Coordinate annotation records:
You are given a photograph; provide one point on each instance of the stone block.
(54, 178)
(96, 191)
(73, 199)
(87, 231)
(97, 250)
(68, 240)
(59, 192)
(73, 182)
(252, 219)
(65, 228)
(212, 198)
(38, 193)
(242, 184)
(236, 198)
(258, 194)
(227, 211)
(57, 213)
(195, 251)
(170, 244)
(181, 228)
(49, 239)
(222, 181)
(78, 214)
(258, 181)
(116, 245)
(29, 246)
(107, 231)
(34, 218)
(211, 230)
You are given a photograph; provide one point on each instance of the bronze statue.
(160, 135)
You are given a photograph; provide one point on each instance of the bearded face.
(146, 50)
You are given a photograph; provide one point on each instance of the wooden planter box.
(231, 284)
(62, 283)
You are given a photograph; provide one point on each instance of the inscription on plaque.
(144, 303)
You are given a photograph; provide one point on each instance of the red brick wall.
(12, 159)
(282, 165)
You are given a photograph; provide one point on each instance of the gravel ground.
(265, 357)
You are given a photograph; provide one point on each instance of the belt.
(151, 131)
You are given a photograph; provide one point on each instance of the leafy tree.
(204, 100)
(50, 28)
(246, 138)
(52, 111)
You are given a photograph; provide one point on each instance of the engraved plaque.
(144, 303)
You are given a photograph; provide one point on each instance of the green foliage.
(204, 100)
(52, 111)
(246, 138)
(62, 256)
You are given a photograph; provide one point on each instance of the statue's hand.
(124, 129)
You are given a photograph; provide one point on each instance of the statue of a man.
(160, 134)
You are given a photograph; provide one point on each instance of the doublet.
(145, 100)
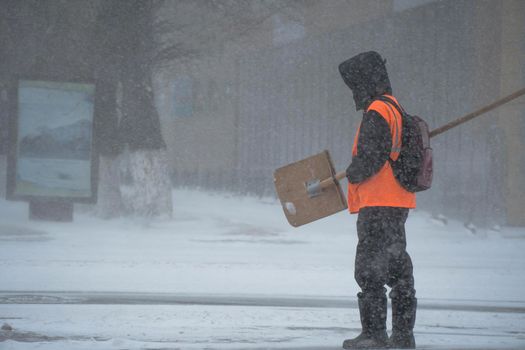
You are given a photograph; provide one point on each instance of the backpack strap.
(393, 103)
(396, 147)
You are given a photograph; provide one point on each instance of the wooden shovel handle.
(477, 113)
(339, 176)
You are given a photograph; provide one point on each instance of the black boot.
(372, 310)
(403, 320)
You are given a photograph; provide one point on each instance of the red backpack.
(413, 168)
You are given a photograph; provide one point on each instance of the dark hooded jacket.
(367, 77)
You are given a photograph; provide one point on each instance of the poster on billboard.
(53, 138)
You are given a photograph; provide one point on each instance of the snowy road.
(240, 277)
(100, 320)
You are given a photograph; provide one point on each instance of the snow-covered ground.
(228, 272)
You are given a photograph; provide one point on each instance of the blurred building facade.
(272, 95)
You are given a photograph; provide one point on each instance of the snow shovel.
(309, 189)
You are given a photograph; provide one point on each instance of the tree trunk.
(109, 198)
(151, 192)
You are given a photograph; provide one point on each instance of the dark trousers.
(381, 256)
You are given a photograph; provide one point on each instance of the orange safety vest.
(382, 189)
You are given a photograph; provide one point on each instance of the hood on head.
(366, 75)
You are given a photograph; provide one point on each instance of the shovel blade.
(292, 182)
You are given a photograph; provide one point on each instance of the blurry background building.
(268, 93)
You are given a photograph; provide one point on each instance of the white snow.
(219, 247)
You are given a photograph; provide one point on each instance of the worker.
(382, 205)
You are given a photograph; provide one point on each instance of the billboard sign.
(52, 138)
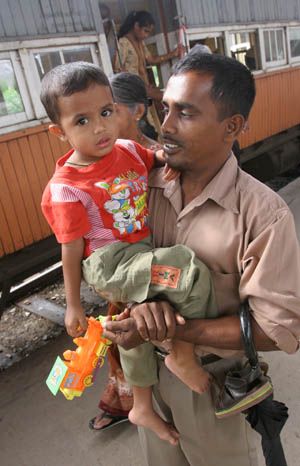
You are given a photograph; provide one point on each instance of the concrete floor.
(37, 429)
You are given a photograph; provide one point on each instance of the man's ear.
(139, 111)
(57, 131)
(234, 126)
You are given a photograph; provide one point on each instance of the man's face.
(88, 121)
(192, 132)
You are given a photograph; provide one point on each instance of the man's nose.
(168, 125)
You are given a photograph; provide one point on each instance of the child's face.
(88, 122)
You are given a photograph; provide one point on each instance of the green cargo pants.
(123, 272)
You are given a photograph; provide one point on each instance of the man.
(244, 233)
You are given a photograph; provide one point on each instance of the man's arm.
(221, 333)
(72, 254)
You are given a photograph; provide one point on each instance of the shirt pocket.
(226, 287)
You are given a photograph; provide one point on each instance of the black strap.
(246, 331)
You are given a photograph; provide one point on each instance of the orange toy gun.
(77, 371)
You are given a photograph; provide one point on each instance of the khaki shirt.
(245, 234)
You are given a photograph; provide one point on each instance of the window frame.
(27, 114)
(258, 43)
(293, 60)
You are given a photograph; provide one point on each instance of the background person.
(131, 96)
(239, 228)
(135, 56)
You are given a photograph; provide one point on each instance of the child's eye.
(82, 121)
(106, 113)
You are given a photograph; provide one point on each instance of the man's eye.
(82, 121)
(186, 114)
(106, 113)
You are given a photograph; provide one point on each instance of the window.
(294, 38)
(216, 44)
(244, 48)
(45, 61)
(37, 62)
(274, 47)
(13, 95)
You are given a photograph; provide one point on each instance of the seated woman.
(134, 56)
(131, 96)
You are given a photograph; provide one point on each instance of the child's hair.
(130, 90)
(65, 80)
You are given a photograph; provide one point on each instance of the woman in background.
(135, 56)
(132, 103)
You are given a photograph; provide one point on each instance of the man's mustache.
(168, 140)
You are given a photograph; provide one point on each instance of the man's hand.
(155, 320)
(75, 321)
(123, 333)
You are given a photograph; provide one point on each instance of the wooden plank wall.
(27, 158)
(276, 107)
(27, 161)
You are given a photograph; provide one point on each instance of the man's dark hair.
(129, 89)
(65, 80)
(142, 17)
(233, 88)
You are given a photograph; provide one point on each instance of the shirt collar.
(221, 189)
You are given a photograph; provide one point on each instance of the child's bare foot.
(190, 373)
(151, 420)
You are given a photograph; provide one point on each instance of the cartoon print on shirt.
(127, 203)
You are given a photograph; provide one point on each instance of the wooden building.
(36, 35)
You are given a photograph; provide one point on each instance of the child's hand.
(75, 321)
(170, 174)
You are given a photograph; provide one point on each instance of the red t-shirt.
(103, 202)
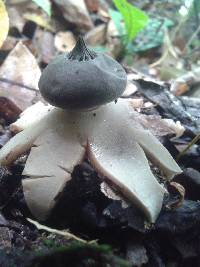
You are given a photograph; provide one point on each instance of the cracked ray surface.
(115, 144)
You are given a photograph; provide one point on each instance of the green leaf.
(45, 5)
(117, 19)
(135, 19)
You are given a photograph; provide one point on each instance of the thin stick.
(194, 140)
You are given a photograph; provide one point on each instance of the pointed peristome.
(81, 52)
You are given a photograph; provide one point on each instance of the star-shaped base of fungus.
(114, 142)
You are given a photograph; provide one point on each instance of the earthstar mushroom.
(82, 79)
(60, 138)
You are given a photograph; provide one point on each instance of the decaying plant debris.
(91, 208)
(109, 134)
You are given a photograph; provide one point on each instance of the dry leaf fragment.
(76, 12)
(19, 75)
(4, 23)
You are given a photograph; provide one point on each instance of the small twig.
(194, 140)
(59, 232)
(4, 80)
(191, 39)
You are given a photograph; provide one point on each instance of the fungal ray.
(58, 142)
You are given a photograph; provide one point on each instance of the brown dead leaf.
(43, 43)
(4, 23)
(75, 12)
(41, 20)
(19, 76)
(92, 5)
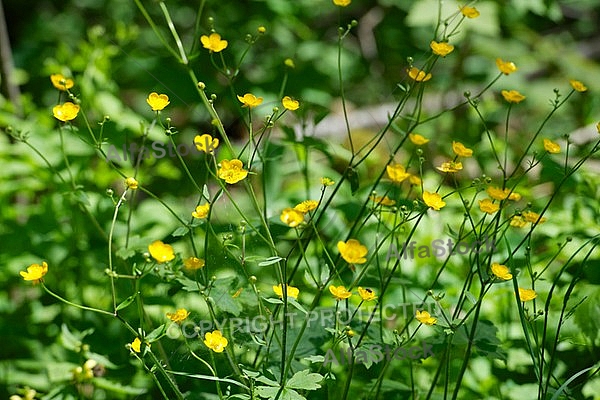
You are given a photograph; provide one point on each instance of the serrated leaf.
(125, 303)
(305, 380)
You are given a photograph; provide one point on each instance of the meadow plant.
(279, 229)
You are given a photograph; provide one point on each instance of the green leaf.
(305, 380)
(126, 302)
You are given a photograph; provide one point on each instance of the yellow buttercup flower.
(433, 200)
(497, 194)
(469, 12)
(342, 3)
(201, 211)
(214, 43)
(249, 100)
(450, 166)
(396, 172)
(65, 112)
(383, 200)
(232, 171)
(35, 272)
(131, 183)
(441, 49)
(551, 147)
(193, 263)
(425, 318)
(178, 316)
(306, 206)
(527, 294)
(291, 217)
(487, 206)
(460, 149)
(215, 341)
(501, 271)
(353, 251)
(206, 143)
(533, 217)
(512, 96)
(506, 67)
(157, 102)
(161, 252)
(578, 86)
(517, 221)
(418, 75)
(340, 292)
(61, 83)
(291, 291)
(290, 104)
(366, 294)
(417, 139)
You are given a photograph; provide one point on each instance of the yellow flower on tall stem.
(35, 272)
(161, 252)
(353, 251)
(157, 102)
(214, 43)
(232, 171)
(215, 341)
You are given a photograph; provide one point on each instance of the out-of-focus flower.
(214, 43)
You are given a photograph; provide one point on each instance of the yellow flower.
(161, 252)
(487, 206)
(383, 200)
(433, 200)
(232, 171)
(533, 217)
(249, 100)
(65, 112)
(179, 315)
(527, 294)
(35, 272)
(450, 166)
(517, 221)
(193, 263)
(290, 104)
(201, 211)
(497, 194)
(414, 180)
(366, 294)
(460, 149)
(206, 143)
(342, 3)
(417, 139)
(551, 147)
(291, 217)
(339, 292)
(215, 341)
(469, 12)
(396, 172)
(512, 96)
(353, 251)
(327, 181)
(306, 206)
(578, 86)
(291, 291)
(418, 75)
(441, 49)
(61, 83)
(501, 271)
(131, 183)
(136, 345)
(506, 67)
(157, 102)
(214, 43)
(425, 318)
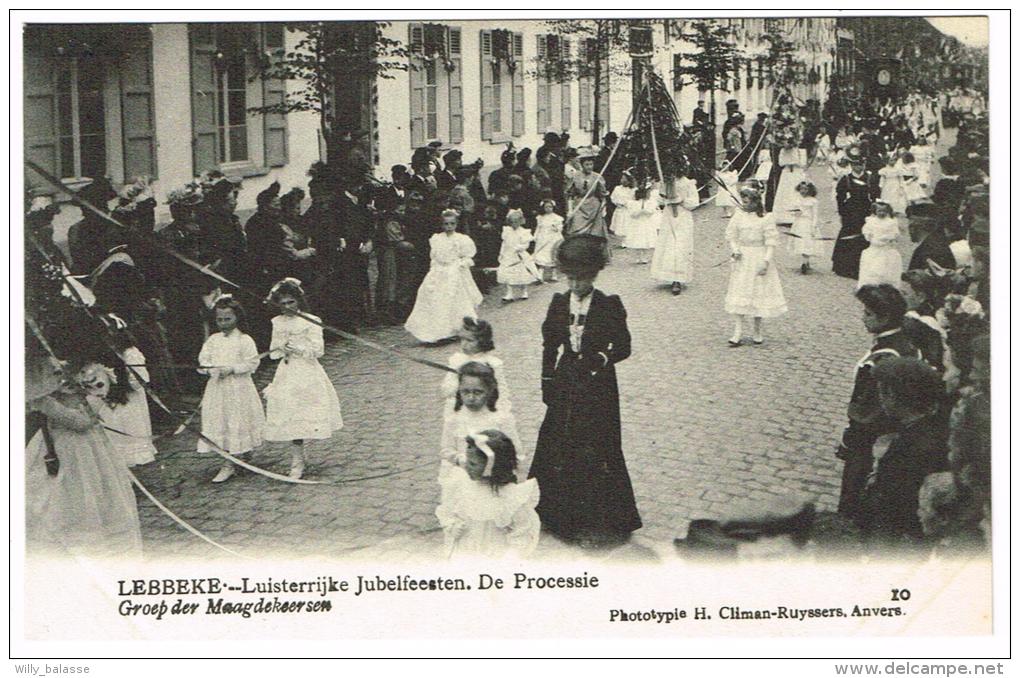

# OBJECTIVE
Copy every line of the records above that contains the word "shirt". Matching is case-sensitive.

# RESPONSE TO THIS TASK
You are given a photograph; provide one point on each instance of the shirt pocket.
You are given a photograph; provide one point on each instance of the khaki shirt.
You are given a photograph; provide one point on each instance of the shirt collar.
You are given a photograph; provide one point on each instance of the cartoon print on shirt.
You are given a photograph; provide one point on each instance of the red t-shirt.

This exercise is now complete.